Exercises to complete —
A – According to the Halo2 overview, why does Halo2 need no trusted setup by default? Answer in one to three sentences.
B – Write the next part of the Halo2 overview, picking up after its final sentence.

Source excerpt —
______________________________
Halo2 soundness issues

Introduction

What is Halo2?

Halo2 is a proving system originally developed by Zcash, built on top of PLONK. More specifically, it extends PLONK into UltraPLONK, introducing support for custom gates and lookup arguments, making it highly flexible for different ZK applications.

Why use Halo2?

Halo2 offers several key advantages:

Recursive proofs: Supports advanced proof composition techniques.
No trusted setup: By default, it uses the IPA (Inner Product Argument) as a polynomial commitment scheme, eliminating the need for a trusted setup. However, the PSE fork of Halo2 introduced KZG commitments, which do require a trusted setup.
Custom gates & flexible layouts: Unlike rigid proving systems, Halo2 lets developers define custom constraints and optimize circuits for specific use cases, such as elliptic curve operations or cryptographic hash functions.

This flexibility is Halo2’s biggest strength—but also its main challenge. Writing circuits in Halo2 can be more challenging compared to other frameworks due to the requirement of manually managing constraint logic.

How does it compare to Noir?

More user-friendly alternatives like Noir have emerged, simplifying ZK circuit development with a higher-level abstraction. Noir is designed to be developer-friendly, focusing on ergonomics and ease of use, whereas Halo2 is better suited for low-level optimizations, recursive proofs, and highly customized constraint logic.

That said, Noir still has some limitations compared to Halo2 when it comes to fine-tuning performance and advanced constraint layouts. It’s also worth noting that Noir has a larger beginner-friendly community and more accessible learning resources.
______________________________
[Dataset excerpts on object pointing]
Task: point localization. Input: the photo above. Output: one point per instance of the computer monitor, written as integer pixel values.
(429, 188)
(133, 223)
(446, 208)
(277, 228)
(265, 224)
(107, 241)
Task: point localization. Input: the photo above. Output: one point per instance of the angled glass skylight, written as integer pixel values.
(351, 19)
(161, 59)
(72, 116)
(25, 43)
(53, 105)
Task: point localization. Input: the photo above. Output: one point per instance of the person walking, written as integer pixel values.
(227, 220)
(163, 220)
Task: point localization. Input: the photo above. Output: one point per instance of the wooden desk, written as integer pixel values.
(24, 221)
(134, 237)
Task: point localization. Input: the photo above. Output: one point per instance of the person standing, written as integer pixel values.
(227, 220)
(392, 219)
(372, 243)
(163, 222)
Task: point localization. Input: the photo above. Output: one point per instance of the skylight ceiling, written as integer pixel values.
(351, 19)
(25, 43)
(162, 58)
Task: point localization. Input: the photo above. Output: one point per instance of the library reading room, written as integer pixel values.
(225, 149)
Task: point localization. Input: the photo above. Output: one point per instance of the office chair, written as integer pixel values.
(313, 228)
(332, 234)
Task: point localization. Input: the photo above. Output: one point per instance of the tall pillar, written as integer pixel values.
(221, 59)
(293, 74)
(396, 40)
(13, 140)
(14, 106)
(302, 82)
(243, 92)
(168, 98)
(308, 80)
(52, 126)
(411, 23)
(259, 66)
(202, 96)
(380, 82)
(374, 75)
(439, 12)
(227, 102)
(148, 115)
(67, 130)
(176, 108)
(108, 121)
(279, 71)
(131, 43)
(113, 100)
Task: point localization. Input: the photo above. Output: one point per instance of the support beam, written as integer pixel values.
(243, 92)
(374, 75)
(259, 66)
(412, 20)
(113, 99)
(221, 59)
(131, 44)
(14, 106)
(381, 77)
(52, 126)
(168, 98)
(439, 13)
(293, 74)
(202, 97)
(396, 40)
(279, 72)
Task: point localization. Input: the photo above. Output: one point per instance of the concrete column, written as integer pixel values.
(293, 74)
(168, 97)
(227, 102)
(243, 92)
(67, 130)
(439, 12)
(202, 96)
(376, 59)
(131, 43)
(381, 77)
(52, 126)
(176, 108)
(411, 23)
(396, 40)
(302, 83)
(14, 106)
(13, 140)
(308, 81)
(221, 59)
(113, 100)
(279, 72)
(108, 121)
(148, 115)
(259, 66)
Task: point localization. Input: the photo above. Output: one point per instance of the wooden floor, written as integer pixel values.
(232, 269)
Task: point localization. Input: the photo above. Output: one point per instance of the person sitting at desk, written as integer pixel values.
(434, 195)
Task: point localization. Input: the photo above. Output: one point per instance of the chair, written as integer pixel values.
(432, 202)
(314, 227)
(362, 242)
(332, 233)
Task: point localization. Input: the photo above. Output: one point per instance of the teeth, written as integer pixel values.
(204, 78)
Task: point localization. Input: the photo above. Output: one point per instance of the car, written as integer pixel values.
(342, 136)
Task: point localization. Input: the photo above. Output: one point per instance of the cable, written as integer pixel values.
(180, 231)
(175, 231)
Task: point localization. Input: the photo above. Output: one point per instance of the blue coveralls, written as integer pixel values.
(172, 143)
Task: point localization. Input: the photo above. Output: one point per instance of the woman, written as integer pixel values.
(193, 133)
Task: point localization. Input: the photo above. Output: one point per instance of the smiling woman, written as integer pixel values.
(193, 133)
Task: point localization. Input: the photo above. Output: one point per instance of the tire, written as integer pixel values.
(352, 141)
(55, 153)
______________________________
Answers for the exercise —
A – By default, Halo2 uses the Inner Product Argument (IPA) as its polynomial commitment scheme, and that removes the need for a trusted setup. The PSE fork is an exception: it introduced KZG commitments, which do require a trusted setup.

B –
Soundness in ZK Proofs

In zero-knowledge proofs, soundness ensures that a dishonest prover cannot convince a verifier of a false statement.

In simple terms: you cannot prove something that isn’t true 😊

Building a zero-knowledge proof is a complex process with many layers of abstraction. When we write a circuit, we’re only dealing with the top layer, but under the hood, we rely on:

The Halo2 compiler to correctly translate our logic.
UltraPLONK arithmetization to enforce constraints properly.
Underlying cryptographic assumptions (e.g., elliptic curves, commitment schemes) to remain secure.
and many other layers in-between…

These layers introduce potential risks—for example, elliptic curve cryptography is currently secure, but long-term threats (such as quantum computing) are why some proof systems are shifting toward quantum-safe alternatives (for example, hash-based and lattice-based).

That said, for now, we’ll assume everything below our circuit is secure and focus purely on soundness within the circuit itself.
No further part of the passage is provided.